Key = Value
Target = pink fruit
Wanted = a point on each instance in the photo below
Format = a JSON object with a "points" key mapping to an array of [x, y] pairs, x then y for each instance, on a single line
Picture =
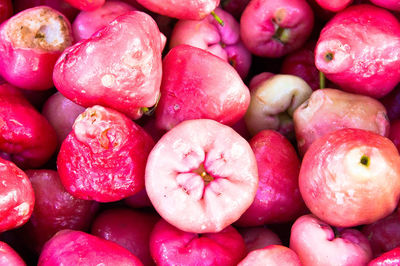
{"points": [[278, 196], [358, 48], [61, 114], [273, 255], [9, 256], [222, 41], [104, 157], [197, 84], [171, 246], [30, 44], [128, 228], [17, 196], [316, 243], [122, 59], [183, 9], [328, 110], [26, 137], [70, 247], [271, 28], [55, 209], [201, 176], [351, 177], [88, 22]]}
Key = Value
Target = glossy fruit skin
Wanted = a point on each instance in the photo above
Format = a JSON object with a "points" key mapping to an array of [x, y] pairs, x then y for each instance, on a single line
{"points": [[358, 48], [26, 137], [26, 66], [130, 229], [55, 209], [347, 172], [178, 165], [183, 9], [199, 85], [88, 22], [122, 59], [261, 18], [9, 256], [278, 197], [17, 209], [104, 157], [171, 246], [70, 247]]}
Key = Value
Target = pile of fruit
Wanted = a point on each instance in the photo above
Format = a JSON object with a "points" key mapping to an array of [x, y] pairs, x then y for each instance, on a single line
{"points": [[200, 132]]}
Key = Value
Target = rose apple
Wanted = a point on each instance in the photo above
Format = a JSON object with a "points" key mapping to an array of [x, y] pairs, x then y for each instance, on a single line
{"points": [[201, 176], [171, 246], [30, 44], [273, 255], [351, 177], [104, 156], [316, 243], [271, 28], [328, 110], [70, 247], [278, 196], [197, 84], [360, 55], [273, 102], [182, 9], [122, 59]]}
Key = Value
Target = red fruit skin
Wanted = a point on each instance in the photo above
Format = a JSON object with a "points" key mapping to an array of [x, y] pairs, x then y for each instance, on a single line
{"points": [[278, 197], [128, 228], [59, 5], [316, 243], [261, 19], [183, 9], [334, 5], [26, 137], [55, 209], [364, 51], [9, 256], [273, 255], [351, 177], [171, 246], [88, 22], [384, 234], [301, 63], [197, 84], [222, 41], [328, 110], [25, 63], [86, 5], [15, 210], [104, 156], [70, 247], [61, 114], [390, 258], [122, 59], [6, 10]]}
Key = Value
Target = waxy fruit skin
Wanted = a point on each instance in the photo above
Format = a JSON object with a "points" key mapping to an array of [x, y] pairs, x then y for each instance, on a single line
{"points": [[351, 177], [171, 246], [17, 196], [71, 247], [359, 49], [201, 176], [29, 50], [199, 85], [104, 156], [122, 59], [181, 9]]}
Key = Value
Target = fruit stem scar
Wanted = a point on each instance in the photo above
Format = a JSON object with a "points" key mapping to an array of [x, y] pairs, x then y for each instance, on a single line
{"points": [[218, 19], [365, 160]]}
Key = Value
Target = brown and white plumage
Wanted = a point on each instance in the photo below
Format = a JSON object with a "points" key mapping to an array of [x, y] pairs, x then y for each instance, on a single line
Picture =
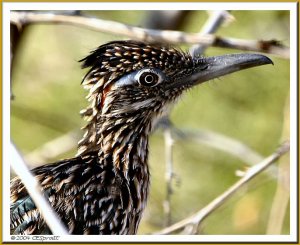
{"points": [[104, 189]]}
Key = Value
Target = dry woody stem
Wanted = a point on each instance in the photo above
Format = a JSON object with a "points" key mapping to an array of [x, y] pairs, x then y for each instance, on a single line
{"points": [[151, 35]]}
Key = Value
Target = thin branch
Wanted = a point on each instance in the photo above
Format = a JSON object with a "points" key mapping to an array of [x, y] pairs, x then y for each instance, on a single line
{"points": [[33, 189], [192, 223], [150, 35], [214, 22]]}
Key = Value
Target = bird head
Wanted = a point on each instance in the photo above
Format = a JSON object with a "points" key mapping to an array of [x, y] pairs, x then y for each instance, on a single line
{"points": [[130, 80], [133, 77]]}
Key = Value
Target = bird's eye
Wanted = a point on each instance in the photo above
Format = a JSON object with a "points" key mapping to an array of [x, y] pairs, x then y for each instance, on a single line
{"points": [[148, 77]]}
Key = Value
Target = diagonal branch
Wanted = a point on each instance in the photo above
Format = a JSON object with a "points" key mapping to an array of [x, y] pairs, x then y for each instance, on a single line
{"points": [[33, 188], [192, 223], [150, 35]]}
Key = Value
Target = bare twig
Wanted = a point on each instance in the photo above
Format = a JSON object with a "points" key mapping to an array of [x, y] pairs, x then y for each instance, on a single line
{"points": [[192, 223], [150, 35], [33, 189], [216, 19]]}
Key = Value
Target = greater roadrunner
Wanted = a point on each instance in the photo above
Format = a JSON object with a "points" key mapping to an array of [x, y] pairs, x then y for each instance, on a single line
{"points": [[104, 189]]}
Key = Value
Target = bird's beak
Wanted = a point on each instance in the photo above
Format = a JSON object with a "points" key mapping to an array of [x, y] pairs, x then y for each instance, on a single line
{"points": [[213, 67]]}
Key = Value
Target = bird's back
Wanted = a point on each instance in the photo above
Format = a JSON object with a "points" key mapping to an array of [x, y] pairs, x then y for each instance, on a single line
{"points": [[89, 198]]}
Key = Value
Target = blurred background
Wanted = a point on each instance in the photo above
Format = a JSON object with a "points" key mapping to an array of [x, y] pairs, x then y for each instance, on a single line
{"points": [[251, 106]]}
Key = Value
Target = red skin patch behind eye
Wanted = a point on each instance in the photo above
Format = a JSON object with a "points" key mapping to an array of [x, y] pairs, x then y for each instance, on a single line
{"points": [[105, 91]]}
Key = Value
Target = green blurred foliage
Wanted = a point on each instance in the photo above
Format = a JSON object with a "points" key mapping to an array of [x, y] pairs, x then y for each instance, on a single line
{"points": [[247, 106]]}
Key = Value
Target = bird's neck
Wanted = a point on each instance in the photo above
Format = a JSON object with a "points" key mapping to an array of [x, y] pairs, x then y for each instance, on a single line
{"points": [[121, 142]]}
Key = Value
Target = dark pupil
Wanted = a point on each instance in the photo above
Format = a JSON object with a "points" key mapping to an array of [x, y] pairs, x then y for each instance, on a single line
{"points": [[148, 79]]}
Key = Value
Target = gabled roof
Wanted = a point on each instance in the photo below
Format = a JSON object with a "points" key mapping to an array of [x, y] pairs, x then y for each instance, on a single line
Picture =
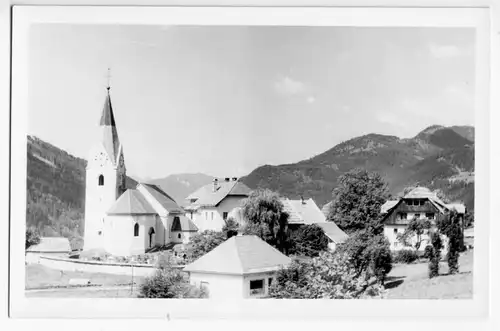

TO DO: An exact retyping of the material, minus the pictures, is the required answer.

ANSWER SECTION:
Key = Value
Target = pink fruit
Wanted = a point on each instance in the photo below
Format = a JSON object with a "points" key mapping to an array of [x, y] pairs, x then y for each instance, on a single line
Picture =
{"points": [[278, 196], [358, 48], [61, 114], [273, 255], [9, 256], [222, 41], [104, 157], [197, 84], [171, 246], [30, 44], [128, 228], [17, 196], [316, 243], [122, 59], [183, 9], [328, 110], [26, 137], [70, 247], [271, 28], [55, 209], [201, 176], [351, 177], [88, 22]]}
Key = Value
Target = glossy fruit skin
Wanted = a point on each instance in the photo above
Format = a JSON object with a "points" key mapping to an array of [x, y] pairs, x then y for each instance, on a single line
{"points": [[358, 48], [26, 137], [26, 66], [130, 229], [55, 209], [347, 172], [178, 165], [183, 9], [199, 85], [88, 22], [122, 59], [261, 18], [9, 256], [278, 197], [17, 209], [104, 157], [171, 246], [70, 247]]}
Key = Value
Target = pile of fruit
Wanted = a point on each instance in the photo above
Format = a JSON object with a "points" key mapping to an array of [x, y] pairs, x then y for each instance, on a single line
{"points": [[200, 132]]}
Key = Value
Target = rose apple
Wanted = a point on each instance in the photo above
Format = a JSON object with a "points" key mapping to an array of [x, y] pairs, x then y for each instance, on a single line
{"points": [[201, 176], [171, 246], [30, 44], [273, 255], [351, 177], [104, 156], [316, 243], [271, 28], [328, 110], [70, 247], [278, 196], [197, 84], [360, 55], [273, 102], [182, 9], [122, 59]]}
Key = Value
Target = red fruit skin
Wanted = a point on each instance in the photo above
Format = a JSON object with a "points" key mapping to an array of [x, y] pairs, x then y for each instance, on a single line
{"points": [[278, 197], [128, 228], [59, 5], [316, 243], [261, 19], [183, 9], [334, 5], [26, 137], [55, 209], [364, 51], [9, 256], [273, 255], [351, 177], [171, 246], [88, 22], [384, 234], [301, 63], [197, 84], [222, 41], [328, 110], [25, 63], [86, 5], [15, 210], [104, 156], [70, 247], [61, 114], [390, 258], [122, 59], [6, 10]]}
Key = Value
Target = waxy fruit skin
Wanted = a point on each instance in the photo above
Format = a JSON object with a "points" key mapping to an array of [x, y] pairs, x then y for each instance, on a single line
{"points": [[351, 177], [171, 246], [17, 196], [71, 247], [359, 49], [201, 176], [29, 50], [199, 85], [104, 156], [122, 59], [181, 9]]}
Key = Value
Target = fruit stem scar
Wanted = a point on each instance in the photo above
Format = a JSON object with a "points" key mapping to an array of [x, y] pairs, x then y for each instance, on a single line
{"points": [[218, 19], [365, 160]]}
Key = Value
Target = brown and white plumage
Wanted = a point on each instance in the photo below
Format = a JSON object with a "points" key mapping to an array of [x, y] pairs, x then y for each instance, on a single line
Picture =
{"points": [[104, 189]]}
Key = Value
Target = dry woody stem
Wanted = a point on each instance in the photo above
Format = a JSON object with a "points" key mapping to an array of [x, y] pairs, x then y for each instance, on a single line
{"points": [[151, 35]]}
Key = Value
Target = thin branch
Wanted = a point on each instance in the photo above
Format = a JSON object with a "points" key mapping to an array of [x, y] pairs, x then y for each instance, on a single line
{"points": [[33, 189], [192, 223], [150, 35], [214, 22]]}
Key = Value
Target = bird head
Wanted = a point on each instance in the photo above
Format = a JSON object with a "points" key mapping to an array of [x, y] pairs, x then y for each instance, on a single line
{"points": [[130, 80], [133, 77]]}
Key = Value
Target = bird's eye
Wanted = a point on each instance in the photo above
Format = a JSON object with a "points" key mapping to an array of [x, y] pairs, x then y for each instance, on a single line
{"points": [[148, 77]]}
Key = Value
Target = diagonal branch
Wanted = a point on each instance in the photo above
Format = a JSON object with a "points" key mapping to an array of [x, y] pairs, x then y for each instance, on a single line
{"points": [[33, 188], [192, 223], [150, 35]]}
Key = Value
Target = bare twig
Wanted = a point on each instance in the photo above
Format = a JSON object with a "points" key mapping to an array of [x, y] pairs, x then y for each instance, on a single line
{"points": [[192, 223], [150, 35], [33, 189], [216, 19]]}
Key = Value
Target = greater roadrunner
Wanted = a point on each instance in the photo above
Format = a JSON object with a "points" key mapping to an array of [x, y] pairs, x then y for each instance, on a single line
{"points": [[104, 189]]}
Key = Value
Target = bird's beak
Wanted = a point on each instance in the photo above
Format = a JSON object with a "points" key mapping to an array of [x, y] pairs, x then y for each instance, on a single line
{"points": [[213, 67]]}
Key = Value
Target = bird's back
Wanted = a point on each instance in the photo above
Format = a JSON object with a "points" key mapping to an array of [x, y] pairs, x then y for each instance, on a single line
{"points": [[89, 198]]}
Key = Value
Target = blurred background
Wanted = a point on each instance in the photo above
Format = a JSON object with a "points" key mapping to an array of [x, y] pairs, x then y for each instance, on a single line
{"points": [[251, 106]]}
Key = Value
Target = red skin patch behind eye
Wanted = a point on each instance in the photo above
Format = a JSON object with a "points" key mapping to an array of [x, y] pairs, x then y for each instance, on a single line
{"points": [[105, 91]]}
Key = Value
Target = green blurred foliage
Wanted = a point on each instance in the photo above
Format = a JSON object with a "points" key mapping to an array of [x, y] pairs, x then y for each instance, on a single line
{"points": [[247, 106]]}
Key = Value
Target = bird's neck
Wanted = a point on each instance in the photo above
Format = a JSON object with a "points" key mapping to an array of [x, y] pairs, x then y for each instance, on a single line
{"points": [[121, 142]]}
Key = Value
Target = dark pupil
Wanted = a point on each instance in the photo above
Format = a JSON object with a "points" key mapping to an array of [x, y] pairs, x then y for each instance, on a single line
{"points": [[148, 79]]}
Key = Value
Target = gabled roof
Wanted = a point on each instance in the photo below
Format = a JSON object with a "points" key mapping to an array of [x, y] pairs, x then y for each instance, on a single line
Picture =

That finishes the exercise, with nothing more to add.